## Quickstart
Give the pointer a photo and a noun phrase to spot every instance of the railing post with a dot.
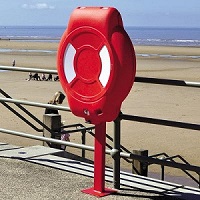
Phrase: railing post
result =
(140, 167)
(83, 142)
(116, 153)
(53, 122)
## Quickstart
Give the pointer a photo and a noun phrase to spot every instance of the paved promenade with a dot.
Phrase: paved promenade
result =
(39, 173)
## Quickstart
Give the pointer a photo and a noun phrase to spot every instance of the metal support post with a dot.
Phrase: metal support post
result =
(140, 167)
(83, 142)
(99, 189)
(116, 156)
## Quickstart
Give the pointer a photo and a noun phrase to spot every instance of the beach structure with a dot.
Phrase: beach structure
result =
(116, 151)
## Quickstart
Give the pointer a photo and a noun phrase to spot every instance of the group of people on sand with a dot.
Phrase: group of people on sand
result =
(43, 77)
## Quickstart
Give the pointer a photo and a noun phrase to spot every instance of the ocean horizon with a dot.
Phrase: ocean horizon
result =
(153, 36)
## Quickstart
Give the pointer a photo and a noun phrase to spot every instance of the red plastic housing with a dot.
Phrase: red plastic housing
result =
(96, 63)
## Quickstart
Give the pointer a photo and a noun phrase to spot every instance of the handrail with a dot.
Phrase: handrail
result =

(Work request): The entries are to be printed exactly as written; the pictures are to be left out.

(Output for this exercise):
## Quickstart
Give the pointer a photo and a noun phrase to spot every instance of the railing post with a dot.
Phrase: railing post
result =
(140, 167)
(83, 142)
(116, 153)
(53, 122)
## Quickstart
Give the pointer a photo and a noun phrase to spot every instance of the paved promenade with a dot.
Phrase: paved promenade
result =
(39, 173)
## Quickstart
Give the pointer a photo and a noun phrase to spot every instance of the metal support post with a dot.
Phrase: metal support post
result =
(140, 167)
(83, 142)
(99, 189)
(116, 156)
## Quickstart
Give the pointer a photo and a noun phrase to spot every instance of the beach structure with a dot.
Phrase: beach structure
result =
(116, 151)
## Quickstart
Give the pointer a photo and a noun phrase to spot every instance of the group of people on sand with a dot.
Phrase: group of people on sand
result =
(43, 77)
## Quickstart
Give the pointer a photo and a noun phrase to spot every instance of the ocean horizon with a dot.
Phrase: ocean horizon
result =
(153, 36)
## Quickstart
Give the pointer a photo and a noun phrase to spot every instance of the red plastic housing with a dot.
Phrase: red plastic housing
result =
(96, 63)
## Quickstart
Give the pointer a photo and a noun phrase to spot every instance of the handrail with a dot.
Phrase: handrail
result =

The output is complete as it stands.